> _Set task_: Count the lines in the listing below that contain the string "asphalt", and give only that number.

Start of Material for the task

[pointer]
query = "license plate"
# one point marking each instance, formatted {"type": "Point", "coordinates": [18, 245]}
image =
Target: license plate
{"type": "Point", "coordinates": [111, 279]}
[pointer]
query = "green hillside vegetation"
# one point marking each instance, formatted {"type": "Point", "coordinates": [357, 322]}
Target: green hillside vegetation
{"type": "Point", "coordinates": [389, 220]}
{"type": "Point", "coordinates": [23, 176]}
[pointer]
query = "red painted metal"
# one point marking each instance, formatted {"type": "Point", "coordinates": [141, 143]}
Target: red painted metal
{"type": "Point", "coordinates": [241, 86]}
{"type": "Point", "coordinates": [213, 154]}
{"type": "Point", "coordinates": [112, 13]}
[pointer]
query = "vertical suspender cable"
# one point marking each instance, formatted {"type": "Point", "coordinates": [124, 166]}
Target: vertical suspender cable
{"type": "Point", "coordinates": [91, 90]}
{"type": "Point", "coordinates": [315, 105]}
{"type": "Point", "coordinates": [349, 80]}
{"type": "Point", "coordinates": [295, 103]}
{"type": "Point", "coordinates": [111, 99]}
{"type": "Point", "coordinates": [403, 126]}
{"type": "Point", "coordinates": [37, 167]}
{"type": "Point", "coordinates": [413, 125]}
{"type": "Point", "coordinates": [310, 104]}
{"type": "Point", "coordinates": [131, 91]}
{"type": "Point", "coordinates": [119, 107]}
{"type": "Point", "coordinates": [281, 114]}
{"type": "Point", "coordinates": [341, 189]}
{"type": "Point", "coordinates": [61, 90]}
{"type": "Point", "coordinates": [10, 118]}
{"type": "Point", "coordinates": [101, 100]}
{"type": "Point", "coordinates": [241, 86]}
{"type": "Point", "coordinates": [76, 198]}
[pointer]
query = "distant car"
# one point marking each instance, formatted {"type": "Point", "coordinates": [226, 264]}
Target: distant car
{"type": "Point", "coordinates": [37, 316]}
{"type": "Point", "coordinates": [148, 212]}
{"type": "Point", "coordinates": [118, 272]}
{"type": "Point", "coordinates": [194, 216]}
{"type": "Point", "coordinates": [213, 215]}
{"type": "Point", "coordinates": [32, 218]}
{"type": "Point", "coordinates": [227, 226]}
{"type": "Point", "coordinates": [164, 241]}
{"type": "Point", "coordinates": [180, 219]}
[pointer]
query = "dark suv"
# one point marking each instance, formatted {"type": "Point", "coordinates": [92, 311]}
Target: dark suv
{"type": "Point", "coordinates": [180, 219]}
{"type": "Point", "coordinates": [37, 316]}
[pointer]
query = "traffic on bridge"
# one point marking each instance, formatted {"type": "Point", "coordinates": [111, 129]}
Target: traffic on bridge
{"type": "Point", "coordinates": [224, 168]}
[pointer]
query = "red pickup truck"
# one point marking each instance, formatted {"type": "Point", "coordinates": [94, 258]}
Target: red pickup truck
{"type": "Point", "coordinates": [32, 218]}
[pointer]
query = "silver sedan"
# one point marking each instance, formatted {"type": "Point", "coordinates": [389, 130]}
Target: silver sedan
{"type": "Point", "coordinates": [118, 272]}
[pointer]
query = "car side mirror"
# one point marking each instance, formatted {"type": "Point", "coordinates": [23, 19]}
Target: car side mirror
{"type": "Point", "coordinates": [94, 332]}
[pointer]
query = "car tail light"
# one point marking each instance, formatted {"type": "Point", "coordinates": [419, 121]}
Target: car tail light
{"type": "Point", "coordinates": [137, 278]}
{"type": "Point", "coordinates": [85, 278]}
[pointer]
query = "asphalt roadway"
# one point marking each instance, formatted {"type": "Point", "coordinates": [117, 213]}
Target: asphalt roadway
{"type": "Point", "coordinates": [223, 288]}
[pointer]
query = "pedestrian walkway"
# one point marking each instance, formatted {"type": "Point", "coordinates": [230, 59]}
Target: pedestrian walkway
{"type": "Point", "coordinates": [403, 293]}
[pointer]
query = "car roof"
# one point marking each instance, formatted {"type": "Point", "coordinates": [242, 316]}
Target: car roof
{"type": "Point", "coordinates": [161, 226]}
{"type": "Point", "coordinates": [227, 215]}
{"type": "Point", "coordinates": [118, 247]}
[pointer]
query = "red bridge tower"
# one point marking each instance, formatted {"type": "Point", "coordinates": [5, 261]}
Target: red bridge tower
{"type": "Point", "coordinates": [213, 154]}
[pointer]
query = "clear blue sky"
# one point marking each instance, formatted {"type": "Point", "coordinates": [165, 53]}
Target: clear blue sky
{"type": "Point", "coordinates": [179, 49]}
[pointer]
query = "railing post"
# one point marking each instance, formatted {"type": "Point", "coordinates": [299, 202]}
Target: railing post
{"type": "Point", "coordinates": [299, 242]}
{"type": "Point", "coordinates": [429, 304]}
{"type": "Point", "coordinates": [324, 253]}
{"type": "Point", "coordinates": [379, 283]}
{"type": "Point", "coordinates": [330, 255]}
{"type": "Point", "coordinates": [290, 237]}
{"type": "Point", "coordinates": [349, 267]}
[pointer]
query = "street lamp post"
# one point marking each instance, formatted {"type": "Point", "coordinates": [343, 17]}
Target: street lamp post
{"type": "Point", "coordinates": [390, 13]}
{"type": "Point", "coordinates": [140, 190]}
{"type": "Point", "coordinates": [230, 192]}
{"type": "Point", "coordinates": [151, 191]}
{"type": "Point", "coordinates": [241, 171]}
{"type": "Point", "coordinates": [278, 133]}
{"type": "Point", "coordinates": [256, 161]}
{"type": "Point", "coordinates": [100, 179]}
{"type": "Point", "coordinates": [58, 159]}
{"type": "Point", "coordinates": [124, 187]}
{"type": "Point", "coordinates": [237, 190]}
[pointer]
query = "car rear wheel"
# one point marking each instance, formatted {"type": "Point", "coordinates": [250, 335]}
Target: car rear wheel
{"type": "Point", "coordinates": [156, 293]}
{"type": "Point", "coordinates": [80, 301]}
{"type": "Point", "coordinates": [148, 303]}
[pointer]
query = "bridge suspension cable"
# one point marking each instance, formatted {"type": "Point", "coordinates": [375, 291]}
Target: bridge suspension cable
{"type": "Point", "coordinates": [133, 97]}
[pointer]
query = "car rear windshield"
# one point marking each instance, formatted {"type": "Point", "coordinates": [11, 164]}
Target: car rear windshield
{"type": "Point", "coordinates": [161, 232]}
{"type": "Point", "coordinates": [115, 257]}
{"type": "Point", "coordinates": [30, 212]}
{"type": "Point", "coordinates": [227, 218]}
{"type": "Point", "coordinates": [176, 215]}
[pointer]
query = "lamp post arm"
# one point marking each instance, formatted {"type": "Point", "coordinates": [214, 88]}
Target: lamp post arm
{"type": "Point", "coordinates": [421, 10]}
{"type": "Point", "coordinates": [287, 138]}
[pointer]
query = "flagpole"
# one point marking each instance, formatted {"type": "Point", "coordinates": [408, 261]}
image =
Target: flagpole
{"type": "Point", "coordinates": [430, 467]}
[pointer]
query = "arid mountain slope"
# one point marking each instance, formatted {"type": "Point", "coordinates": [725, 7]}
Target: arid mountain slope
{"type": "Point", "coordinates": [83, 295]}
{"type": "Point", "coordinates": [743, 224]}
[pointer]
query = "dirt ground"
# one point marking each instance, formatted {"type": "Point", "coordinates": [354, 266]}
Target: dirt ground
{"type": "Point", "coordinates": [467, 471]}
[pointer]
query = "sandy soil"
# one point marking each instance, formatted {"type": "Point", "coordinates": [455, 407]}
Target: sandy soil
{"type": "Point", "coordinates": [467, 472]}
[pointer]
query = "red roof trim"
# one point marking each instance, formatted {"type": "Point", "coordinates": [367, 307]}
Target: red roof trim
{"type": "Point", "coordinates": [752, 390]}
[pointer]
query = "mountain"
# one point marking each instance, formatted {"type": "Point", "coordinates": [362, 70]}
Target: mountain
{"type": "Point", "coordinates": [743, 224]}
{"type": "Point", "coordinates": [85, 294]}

End of Material for the task

> _Expected answer_: 2